Records provided ▸
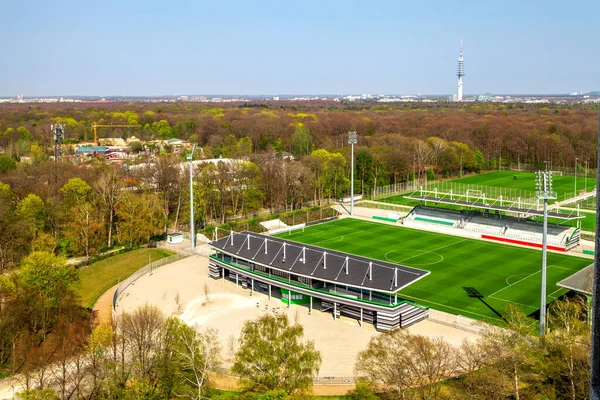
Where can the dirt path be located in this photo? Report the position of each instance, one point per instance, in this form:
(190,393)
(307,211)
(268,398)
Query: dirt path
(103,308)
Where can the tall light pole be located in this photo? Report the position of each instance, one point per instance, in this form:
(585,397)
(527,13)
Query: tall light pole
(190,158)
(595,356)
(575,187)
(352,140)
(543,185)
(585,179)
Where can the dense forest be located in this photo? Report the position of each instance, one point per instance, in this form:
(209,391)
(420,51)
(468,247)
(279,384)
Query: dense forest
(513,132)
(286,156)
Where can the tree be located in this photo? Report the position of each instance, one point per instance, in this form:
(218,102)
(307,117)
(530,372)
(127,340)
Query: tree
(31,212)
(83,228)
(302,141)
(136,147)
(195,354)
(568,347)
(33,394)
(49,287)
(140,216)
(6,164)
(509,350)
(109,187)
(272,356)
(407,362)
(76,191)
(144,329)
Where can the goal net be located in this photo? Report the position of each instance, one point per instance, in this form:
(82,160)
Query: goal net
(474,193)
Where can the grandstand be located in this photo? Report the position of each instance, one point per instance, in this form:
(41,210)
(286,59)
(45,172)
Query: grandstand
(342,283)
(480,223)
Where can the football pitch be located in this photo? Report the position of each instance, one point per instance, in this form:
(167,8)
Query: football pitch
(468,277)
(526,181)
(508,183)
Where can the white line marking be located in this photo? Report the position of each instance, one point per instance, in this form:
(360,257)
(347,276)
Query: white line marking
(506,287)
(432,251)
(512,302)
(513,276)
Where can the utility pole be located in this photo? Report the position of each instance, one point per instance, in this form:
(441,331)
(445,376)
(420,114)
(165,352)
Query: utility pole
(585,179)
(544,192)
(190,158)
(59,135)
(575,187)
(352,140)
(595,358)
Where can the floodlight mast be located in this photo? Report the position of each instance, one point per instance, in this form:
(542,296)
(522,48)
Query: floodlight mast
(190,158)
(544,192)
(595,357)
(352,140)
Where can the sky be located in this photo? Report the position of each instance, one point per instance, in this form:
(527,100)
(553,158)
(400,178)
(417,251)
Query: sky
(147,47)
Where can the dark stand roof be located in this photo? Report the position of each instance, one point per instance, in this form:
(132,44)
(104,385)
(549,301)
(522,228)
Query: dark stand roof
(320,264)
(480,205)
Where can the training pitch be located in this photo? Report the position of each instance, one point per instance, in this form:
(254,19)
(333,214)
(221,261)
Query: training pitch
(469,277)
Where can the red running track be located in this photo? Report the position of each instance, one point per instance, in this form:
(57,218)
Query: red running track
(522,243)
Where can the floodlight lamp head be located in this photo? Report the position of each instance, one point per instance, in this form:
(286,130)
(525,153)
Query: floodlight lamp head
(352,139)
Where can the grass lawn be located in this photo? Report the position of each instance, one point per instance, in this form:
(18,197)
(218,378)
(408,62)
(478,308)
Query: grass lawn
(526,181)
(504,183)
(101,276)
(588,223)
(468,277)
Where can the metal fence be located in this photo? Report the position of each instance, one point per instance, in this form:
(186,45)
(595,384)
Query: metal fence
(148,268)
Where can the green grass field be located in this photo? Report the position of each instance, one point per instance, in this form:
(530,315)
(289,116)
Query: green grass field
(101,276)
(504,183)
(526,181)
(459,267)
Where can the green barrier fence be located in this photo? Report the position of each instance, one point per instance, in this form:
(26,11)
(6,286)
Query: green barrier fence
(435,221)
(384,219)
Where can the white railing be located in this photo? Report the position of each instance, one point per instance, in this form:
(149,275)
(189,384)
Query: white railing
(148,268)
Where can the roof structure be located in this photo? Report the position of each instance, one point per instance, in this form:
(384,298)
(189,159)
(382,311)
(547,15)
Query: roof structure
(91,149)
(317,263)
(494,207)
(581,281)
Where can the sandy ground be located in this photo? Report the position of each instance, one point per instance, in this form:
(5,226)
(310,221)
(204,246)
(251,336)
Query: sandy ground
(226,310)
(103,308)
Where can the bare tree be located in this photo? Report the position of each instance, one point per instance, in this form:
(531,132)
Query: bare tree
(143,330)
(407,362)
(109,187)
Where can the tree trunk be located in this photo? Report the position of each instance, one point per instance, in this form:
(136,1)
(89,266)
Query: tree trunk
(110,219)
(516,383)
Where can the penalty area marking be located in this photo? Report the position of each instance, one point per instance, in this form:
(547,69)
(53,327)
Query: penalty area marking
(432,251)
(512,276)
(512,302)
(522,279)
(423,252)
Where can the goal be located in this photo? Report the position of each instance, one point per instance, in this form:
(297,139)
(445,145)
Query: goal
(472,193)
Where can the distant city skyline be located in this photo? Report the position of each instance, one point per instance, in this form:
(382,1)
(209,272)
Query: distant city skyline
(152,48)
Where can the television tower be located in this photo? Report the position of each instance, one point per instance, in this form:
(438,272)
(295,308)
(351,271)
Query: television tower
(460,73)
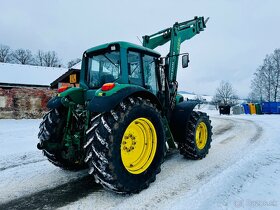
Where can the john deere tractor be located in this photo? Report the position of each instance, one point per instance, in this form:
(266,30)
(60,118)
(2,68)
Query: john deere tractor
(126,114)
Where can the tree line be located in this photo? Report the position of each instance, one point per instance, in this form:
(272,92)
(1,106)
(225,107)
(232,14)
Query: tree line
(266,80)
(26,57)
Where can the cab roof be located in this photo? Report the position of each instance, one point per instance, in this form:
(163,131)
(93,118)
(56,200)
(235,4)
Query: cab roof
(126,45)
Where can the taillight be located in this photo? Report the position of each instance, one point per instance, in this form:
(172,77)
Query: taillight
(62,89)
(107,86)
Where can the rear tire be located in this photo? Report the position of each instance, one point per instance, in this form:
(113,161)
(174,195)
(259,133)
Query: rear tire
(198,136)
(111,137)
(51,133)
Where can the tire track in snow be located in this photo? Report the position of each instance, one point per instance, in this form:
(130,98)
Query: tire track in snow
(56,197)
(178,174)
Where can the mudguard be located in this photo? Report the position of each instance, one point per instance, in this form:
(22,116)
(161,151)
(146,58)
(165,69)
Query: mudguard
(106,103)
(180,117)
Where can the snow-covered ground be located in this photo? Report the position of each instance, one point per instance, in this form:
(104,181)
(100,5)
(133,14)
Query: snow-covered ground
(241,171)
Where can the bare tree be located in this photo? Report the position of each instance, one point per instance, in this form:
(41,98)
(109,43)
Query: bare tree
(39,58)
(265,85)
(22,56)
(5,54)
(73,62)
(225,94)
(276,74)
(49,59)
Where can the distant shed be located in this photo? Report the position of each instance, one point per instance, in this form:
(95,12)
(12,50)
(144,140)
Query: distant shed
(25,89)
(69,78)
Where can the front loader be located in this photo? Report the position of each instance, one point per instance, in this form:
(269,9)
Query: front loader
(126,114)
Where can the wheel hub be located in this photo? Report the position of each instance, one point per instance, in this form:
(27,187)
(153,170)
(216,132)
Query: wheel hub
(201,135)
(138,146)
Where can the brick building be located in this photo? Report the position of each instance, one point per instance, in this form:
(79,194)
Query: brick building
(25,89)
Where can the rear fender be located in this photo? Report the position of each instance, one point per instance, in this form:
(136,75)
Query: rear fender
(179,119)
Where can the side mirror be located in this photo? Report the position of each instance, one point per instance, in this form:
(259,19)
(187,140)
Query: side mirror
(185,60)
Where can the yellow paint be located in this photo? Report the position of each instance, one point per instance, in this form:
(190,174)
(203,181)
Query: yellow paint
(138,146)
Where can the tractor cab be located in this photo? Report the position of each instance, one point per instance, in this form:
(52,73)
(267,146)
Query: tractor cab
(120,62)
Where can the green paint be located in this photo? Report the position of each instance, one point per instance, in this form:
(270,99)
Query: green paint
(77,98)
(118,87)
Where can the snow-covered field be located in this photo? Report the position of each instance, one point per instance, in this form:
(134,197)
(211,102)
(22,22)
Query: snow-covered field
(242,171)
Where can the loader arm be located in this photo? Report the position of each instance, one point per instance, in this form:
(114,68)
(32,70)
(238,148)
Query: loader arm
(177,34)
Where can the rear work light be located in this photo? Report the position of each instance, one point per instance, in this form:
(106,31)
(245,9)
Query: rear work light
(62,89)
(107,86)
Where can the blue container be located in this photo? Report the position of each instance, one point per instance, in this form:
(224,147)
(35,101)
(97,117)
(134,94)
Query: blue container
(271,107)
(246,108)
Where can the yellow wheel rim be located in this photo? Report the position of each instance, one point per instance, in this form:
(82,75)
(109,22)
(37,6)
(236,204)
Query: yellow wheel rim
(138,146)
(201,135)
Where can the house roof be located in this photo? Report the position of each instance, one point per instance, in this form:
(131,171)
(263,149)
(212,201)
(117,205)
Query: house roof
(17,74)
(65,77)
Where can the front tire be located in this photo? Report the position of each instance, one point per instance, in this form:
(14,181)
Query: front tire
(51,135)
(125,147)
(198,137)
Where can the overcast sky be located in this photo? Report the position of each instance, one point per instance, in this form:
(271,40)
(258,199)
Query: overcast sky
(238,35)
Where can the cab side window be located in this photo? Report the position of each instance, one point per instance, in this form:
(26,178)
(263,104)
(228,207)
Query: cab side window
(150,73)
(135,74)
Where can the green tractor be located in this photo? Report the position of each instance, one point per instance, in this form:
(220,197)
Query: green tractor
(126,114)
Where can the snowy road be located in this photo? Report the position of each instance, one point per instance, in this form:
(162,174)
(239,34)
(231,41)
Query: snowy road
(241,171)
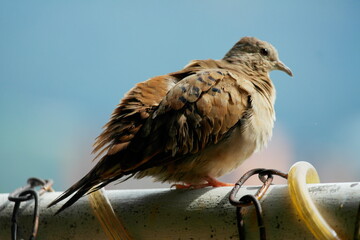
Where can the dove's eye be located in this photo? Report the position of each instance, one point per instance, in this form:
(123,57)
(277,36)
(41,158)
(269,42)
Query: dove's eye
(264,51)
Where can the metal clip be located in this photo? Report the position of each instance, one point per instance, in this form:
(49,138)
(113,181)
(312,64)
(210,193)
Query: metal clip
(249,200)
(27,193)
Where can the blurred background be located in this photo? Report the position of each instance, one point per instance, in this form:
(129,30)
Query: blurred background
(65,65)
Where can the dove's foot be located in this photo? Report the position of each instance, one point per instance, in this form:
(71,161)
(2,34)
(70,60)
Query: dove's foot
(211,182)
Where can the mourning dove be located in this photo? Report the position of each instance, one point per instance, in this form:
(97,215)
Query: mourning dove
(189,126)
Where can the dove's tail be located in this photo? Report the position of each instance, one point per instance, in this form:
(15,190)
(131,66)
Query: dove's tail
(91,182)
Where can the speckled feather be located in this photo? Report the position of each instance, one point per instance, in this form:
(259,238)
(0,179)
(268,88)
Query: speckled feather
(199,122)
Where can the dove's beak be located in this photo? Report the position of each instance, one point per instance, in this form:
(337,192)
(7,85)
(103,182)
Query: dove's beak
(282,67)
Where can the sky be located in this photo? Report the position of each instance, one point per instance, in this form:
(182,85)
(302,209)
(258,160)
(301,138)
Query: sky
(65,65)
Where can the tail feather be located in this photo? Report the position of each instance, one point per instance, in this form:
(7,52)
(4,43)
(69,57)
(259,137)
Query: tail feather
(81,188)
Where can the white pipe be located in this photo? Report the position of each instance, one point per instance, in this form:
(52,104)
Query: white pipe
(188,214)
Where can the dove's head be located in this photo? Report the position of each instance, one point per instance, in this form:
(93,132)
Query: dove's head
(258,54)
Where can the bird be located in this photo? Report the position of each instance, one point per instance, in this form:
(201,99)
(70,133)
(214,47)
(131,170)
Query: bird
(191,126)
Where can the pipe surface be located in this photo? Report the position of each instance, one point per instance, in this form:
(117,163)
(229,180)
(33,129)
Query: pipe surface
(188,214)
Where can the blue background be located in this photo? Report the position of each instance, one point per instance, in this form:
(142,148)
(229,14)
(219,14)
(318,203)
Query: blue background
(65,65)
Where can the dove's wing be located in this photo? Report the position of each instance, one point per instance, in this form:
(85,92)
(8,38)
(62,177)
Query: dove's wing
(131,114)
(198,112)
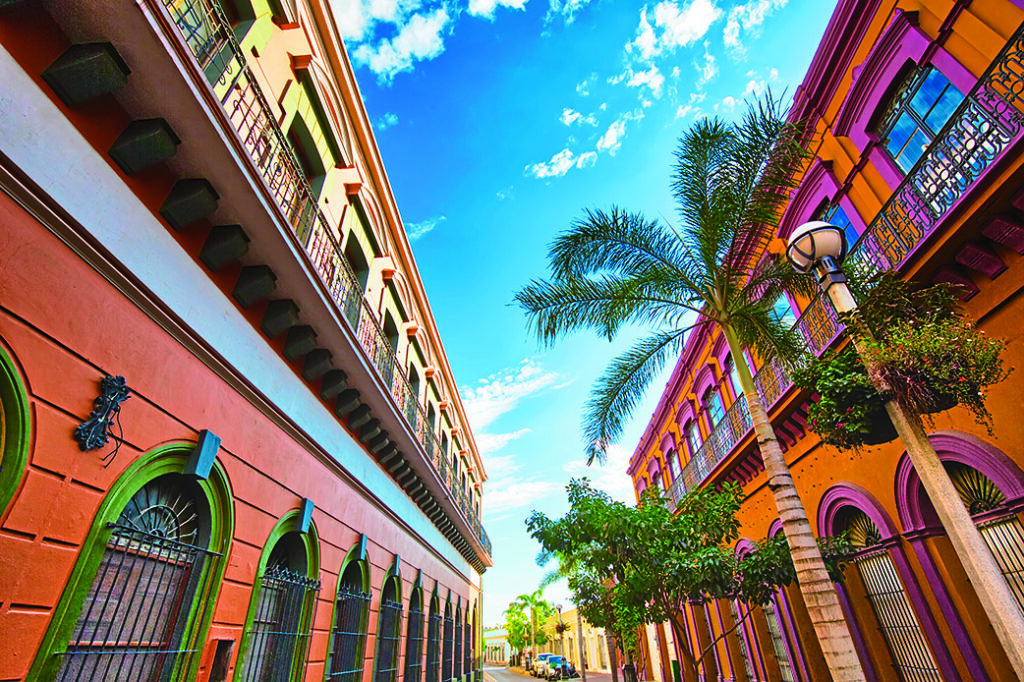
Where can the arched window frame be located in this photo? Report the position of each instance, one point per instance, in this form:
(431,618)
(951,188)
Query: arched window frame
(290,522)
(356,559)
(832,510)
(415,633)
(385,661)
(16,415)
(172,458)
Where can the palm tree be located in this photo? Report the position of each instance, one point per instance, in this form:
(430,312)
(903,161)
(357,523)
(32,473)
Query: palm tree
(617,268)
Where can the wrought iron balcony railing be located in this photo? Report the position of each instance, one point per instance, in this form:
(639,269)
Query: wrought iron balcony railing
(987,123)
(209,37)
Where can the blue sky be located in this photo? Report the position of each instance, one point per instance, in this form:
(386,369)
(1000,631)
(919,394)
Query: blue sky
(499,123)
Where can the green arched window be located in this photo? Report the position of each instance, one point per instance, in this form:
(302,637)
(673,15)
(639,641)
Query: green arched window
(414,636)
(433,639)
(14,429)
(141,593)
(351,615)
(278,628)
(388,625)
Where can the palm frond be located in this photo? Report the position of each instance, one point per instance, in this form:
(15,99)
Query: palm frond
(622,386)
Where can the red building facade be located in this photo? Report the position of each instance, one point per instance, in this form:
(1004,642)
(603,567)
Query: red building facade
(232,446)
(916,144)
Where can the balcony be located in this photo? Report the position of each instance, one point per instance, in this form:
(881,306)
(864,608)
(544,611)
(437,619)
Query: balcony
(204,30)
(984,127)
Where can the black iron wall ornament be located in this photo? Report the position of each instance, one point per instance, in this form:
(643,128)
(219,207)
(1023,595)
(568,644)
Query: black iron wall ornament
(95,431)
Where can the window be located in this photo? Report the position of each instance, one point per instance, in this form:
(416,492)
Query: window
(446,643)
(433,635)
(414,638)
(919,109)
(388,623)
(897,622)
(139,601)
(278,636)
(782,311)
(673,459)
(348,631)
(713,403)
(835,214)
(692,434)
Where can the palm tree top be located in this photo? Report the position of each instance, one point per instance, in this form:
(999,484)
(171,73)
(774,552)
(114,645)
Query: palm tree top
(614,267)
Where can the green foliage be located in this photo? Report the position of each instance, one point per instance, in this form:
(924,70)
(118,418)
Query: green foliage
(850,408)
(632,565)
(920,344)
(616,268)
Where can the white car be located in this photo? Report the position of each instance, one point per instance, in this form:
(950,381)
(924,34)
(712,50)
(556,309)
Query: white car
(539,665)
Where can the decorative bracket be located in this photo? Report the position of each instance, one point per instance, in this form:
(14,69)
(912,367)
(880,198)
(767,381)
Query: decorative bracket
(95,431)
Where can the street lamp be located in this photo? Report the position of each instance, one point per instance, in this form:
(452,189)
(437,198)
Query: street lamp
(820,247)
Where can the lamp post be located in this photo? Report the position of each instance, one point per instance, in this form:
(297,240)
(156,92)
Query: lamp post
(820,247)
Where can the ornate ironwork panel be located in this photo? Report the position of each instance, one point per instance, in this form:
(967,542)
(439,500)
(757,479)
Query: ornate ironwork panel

Directions ▸ The required output is the exact sequence of lines from the one containing "Where can the palm tree top" through the end of the listing, both endpoints included.

Written solution ▸
Where can the palm tree top be located in this photo? Report the position of each instance, one point per instance, in this form:
(999,484)
(171,73)
(774,552)
(114,645)
Query: palm tree top
(614,267)
Where can the green foliage be located in this photo? Report the position of each instance, one point per instance, in this form:
(924,70)
(118,418)
Query: green foliage
(850,408)
(632,565)
(920,344)
(616,268)
Where can the white car be located in this photo? Report the position of each instance, one point per instance, in this form:
(950,381)
(924,34)
(712,50)
(556,309)
Query: white car
(539,665)
Where can the decorative bracket be located in this photo? Report the position of each instance, one point per instance, in this form:
(14,69)
(912,367)
(880,198)
(767,381)
Query: decorative bracket
(95,431)
Where can the street lamp be located in this photo? Report the position of each instance, one point per instance, in this form:
(452,189)
(437,198)
Query: street lamp
(820,247)
Where can the lamp post be located in this photo? Report the position of each instance, one point per instance, in this form:
(297,240)
(156,92)
Query: lamp post
(820,247)
Where can the ornate ironwork panel be located in this photo? Report the position of each instance, one point per instance, in this form:
(967,542)
(439,500)
(757,479)
Query: ornate ironwork panel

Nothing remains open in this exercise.